Written instruction 1 »
State whether each statement below agrees with the passage on dance teams. Answer yes or no, and quote the deciding words of the passage exactly.
(a) Four or five dedicated dancers are enough to leave a stalled team and form their own winning team.
(b) The passage recommends building a new studio.
(c) Qualified instructors turn out to be more numerous than one might expect.
Written instruction 2 »
Reproduce, word for word, the part of the passage on dance teams that opens with the words containing "What you also" and closes with "a no brainer.".
Written instruction 3 »
Answer these questions from the passage on dance teams, each on its own line.
(a) How many miles away is the other person whose advice the reader does not have to take?
(b) What should the reader tell the coaches when leaving a team?
(c) According to the passage, what does burning bridges leave?

Passage shown »
>>>>

How important is your “team”

You don’t have to take my advice, or the advice of someone 300 miles away. If dance is really what you want to do – go somewhere or train with someone that will respect you, understands the genre and the terminology of the dance you perform in.

Learn technique, learn the terminology.  Find those instructors who know how to teach all the levels.  When you really search them out, you will find there aren’t as many as you thought.

What you also need to decide is whether or not the clic~ is more important than the dance? Who do you want yelling at you – inexperienced or experienced trainers? It’s a no brainer.

Is being on a team the most important thing to you? Or, are you the solo type?

Deciding to dance on a school sponsored team, or a studio team, can make a big difference in your life. If you are on a team (school or studio) and you spend more days being miserable than happy – it’s probably time for a change. You need to decide as a young adult what really fits your personality, your needs, and your comfort zone. You have decisions to make!

Do you want to be a part of a team because you enjoy dance, or because you want to be part of a social clic~? Is your team friendly? Does it have fair policies? Does your team have a trained instructor?

If your team does not seem to be up to the levels of the past, that can be very discouraging. It’s hard to continue being a part of something that may looked “stalled”.  You come back each year, to see the same poor judging, the same types of unexperienced  coaches or assistances; and the same types of  choreographers that just don’t put together winning material. Counting those things on your fingers yet?

There are options to getting your dance career off the “stalled” block. You don’t have to be on the discouraging  end.  I would hope there are studios in your area that you could explore as an options. All it takes is four or five really dedicated dancers to pull away from a “stalled” team and create their own winning team. I’m not talking about building a new studio either – just get floor space, and a name to dance under. Pay the fees; buy the jacket “feel good again”.  Be careful however, not all studios are created equal, and may be below your level, and can pull you down quickly.

Just about any studio would love to have you, if you really want to be there. But, don’t be wishy – washy. Don’t bring any past problems with you either. You shouldn’t be looking to destroy anything, or bring any names into play, when you finally decide to leave your current team. You just have to let your coaches know that you feel like you could learn more someplace else. Don’t feel guilty about it either. Leave on good terms. Burning bridges behind you leaves scars. So don’t do that please.

<<<<

Extracted information »
>>>>

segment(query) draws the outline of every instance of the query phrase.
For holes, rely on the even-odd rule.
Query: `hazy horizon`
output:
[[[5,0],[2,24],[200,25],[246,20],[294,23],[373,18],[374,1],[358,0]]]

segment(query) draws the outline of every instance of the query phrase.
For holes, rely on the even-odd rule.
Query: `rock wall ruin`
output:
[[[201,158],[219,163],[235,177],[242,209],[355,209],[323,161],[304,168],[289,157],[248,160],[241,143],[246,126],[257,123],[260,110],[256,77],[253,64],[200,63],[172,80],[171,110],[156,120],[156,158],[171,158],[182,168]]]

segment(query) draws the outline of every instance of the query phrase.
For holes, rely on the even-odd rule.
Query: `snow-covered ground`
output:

<<<<
>>>>

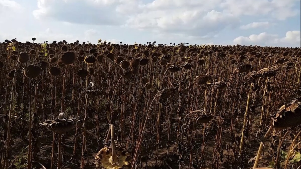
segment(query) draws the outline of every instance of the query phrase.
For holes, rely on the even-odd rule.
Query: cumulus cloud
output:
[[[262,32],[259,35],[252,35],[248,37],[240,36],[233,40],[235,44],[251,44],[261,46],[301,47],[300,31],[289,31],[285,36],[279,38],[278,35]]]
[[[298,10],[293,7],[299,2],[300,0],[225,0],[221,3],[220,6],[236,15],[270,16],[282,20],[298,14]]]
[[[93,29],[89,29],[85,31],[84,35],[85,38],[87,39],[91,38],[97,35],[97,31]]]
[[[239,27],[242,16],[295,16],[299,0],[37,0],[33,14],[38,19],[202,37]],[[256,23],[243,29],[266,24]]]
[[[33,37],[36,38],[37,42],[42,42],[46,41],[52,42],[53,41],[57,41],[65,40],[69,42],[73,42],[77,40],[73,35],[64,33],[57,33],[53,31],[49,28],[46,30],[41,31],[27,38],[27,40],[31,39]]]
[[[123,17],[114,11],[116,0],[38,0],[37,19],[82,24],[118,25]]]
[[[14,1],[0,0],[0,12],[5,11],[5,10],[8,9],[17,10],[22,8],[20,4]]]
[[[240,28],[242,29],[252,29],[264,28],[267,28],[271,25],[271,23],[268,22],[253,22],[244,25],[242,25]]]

<<<<

Written solution 1 »
(a) Yes: "All it takes is four or five really dedicated dancers to pull away from a “stalled” team and create their own winning team."
(b) No: "I’m not talking about building a new studio either"
(c) No: "When you really search them out, you will find there aren’t as many as you thought."

Written solution 2 »
What you also need to decide is whether or not the clic~ is more important than the dance? Who do you want yelling at you – inexperienced or experienced trainers? It’s a no brainer.

Written solution 3 »
(a) 300 miles.
(b) That the reader feels they could learn more someplace else.
(c) Scars.